= Reading passage =
The new museum will open at 10 a.m. July 3. It's about the same size as the old one, but the space has been gutted and reconfigured. The gift shop is larger, and sandwiches now can be purchased at an Arch Cafe.
The entire underground complex covers 150,000 square feet, which includes a new 46,000-square-foot addition that will serve as a visitor center with a reflecting pool at the entrance, a wall of windows facing downtown St. Louis, bathrooms, event spaces and a classroom.
"The (Arch) legs will become exits only," said communications specialist Jenna Todoroff. "The entrance will be where people go through security and buy their tram tickets."
Admission to the museum and visitor center is free. Here are 10 other reasons you might want to visit:
1. You can get varied perspectives on Manifest Destiny. The old museum told the story of President Thomas Jefferson's vision and how the United States expanded westward in the 1800s, but it was mainly from the viewpoint of white men. The new museum also looks at the period through the eyes of women, Native Americans, Mexicans, African-Americans and others.
2. You can learn what happened before Lewis and Clark arrived. One of the museum's six galleries covers the Colonial era from the founding of St. Louis in 1764 to the beginning of Lewis and Clark's expedition in 1804. That slice of history wasn't part of the old museum. The gallery has a life-size model of a French-style, vertical-log house.
3. You can witness a modern engineering marvel. Another gallery focuses on construction of the Gateway Arch, a 630-foot-tall, stainless-steel monument completed in 1965. Displays include architect Eero Saarinen's giant model and smaller models of the other four finalists in the design contest that Saarinen won. This subject was largely overlooked in the old museum.

= Instruction a =
Could you turn the paragraph of the museum article that begins "The entire underground complex" into a short list that keeps its main facts?
The text and the records were taken from unrelated sources.

= Input records =
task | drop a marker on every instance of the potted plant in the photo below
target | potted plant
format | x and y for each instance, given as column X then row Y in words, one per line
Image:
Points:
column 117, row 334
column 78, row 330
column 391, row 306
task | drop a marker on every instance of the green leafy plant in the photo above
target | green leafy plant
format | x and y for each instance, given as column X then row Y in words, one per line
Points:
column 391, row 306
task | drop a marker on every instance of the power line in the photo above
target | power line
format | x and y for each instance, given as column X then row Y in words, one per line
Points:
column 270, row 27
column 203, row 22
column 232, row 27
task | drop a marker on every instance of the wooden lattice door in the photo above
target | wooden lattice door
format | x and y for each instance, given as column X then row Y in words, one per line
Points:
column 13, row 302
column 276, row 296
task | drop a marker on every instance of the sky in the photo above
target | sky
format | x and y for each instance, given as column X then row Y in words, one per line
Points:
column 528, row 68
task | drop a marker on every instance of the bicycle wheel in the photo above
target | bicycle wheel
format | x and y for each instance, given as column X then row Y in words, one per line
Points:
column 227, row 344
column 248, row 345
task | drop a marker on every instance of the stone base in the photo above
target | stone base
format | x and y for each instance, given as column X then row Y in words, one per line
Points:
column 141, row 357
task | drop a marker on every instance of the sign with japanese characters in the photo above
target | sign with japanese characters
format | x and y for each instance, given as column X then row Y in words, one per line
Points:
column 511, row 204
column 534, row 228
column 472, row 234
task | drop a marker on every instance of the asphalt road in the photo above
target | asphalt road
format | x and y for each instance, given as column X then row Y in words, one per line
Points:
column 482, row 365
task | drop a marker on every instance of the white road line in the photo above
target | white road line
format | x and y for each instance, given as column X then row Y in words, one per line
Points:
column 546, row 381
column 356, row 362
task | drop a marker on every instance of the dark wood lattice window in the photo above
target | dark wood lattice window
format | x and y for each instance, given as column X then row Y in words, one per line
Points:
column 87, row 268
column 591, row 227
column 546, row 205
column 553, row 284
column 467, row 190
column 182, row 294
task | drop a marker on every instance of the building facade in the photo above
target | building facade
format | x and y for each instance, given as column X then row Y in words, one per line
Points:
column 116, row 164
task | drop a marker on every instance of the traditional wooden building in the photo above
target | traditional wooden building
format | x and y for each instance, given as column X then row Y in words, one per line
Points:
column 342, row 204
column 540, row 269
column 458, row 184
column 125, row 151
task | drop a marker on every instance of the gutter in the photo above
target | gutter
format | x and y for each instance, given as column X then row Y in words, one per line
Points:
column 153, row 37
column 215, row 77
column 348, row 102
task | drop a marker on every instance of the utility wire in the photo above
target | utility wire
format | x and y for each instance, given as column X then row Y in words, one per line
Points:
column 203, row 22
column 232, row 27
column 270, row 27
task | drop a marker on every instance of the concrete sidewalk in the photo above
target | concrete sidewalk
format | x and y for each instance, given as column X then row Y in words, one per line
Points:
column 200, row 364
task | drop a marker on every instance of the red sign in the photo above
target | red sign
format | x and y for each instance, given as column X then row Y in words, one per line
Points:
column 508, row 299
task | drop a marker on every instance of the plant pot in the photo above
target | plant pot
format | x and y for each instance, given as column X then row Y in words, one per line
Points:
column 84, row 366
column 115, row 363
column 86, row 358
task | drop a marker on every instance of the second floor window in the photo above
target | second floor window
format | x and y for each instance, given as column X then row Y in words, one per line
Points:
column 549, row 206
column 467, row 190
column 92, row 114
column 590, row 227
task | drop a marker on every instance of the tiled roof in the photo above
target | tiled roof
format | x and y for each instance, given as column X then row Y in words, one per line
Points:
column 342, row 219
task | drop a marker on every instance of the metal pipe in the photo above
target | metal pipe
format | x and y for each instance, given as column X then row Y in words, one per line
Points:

= Instruction b =
In the records, could you swap "drop a marker on" for "place a marker on" from the line with "task | drop a marker on every instance of the stone" to the line with "column 348, row 102", leaving everything else unchanged, and give back only those lines?

= Reply a =
- The underground complex covers 150,000 square feet in total.
- This includes a new 46,000-square-foot addition that will serve as a visitor center.
- The visitor center will have a reflecting pool at the entrance, a wall of windows facing downtown St. Louis, bathrooms, event spaces and a classroom.

= Reply b =
task | place a marker on every instance of the stone base in the photo above
target | stone base
format | x and y for each instance, given as column X then row Y in words, one per line
Points:
column 141, row 357
task | place a marker on every instance of the sign with japanese characters in the photo above
target | sign with japanese characters
format | x and y for each instance, given as column X then row Y in words, one per line
Points:
column 511, row 204
column 534, row 228
column 472, row 234
task | place a marker on every instance of the asphalt road in the photo above
target | asphalt road
format | x and y for each instance, given as column X then row Y in words, one per line
Points:
column 482, row 365
task | place a marker on every instance of the white road line in the photo above
target | white road line
format | x and y for each instance, given as column X then row Y in words, one per line
Points:
column 546, row 381
column 356, row 362
task | place a marker on every instance of the dark wood lattice window in the photo above
target | dark wood lattice window
format | x and y for each instance, given as column X then row Y in words, one per line
Points:
column 87, row 268
column 591, row 227
column 546, row 205
column 553, row 284
column 467, row 190
column 182, row 294
task | place a marker on every instance of the building facade in the photo above
target | building facade
format | x and y for each instance, given as column X then row Y in words, one per line
Points:
column 116, row 164
task | place a marker on every instance of the traditional wooden building in the photo above
target | traditional wooden building
format | x and y for each instance, given as column X then row Y in words, one per line
Points:
column 342, row 204
column 540, row 269
column 458, row 184
column 125, row 151
task | place a marker on every instance of the gutter in the photo above
target | gutter
format | x and y for each instance, given as column X then row Y in words, one per line
Points:
column 153, row 37
column 215, row 77
column 348, row 102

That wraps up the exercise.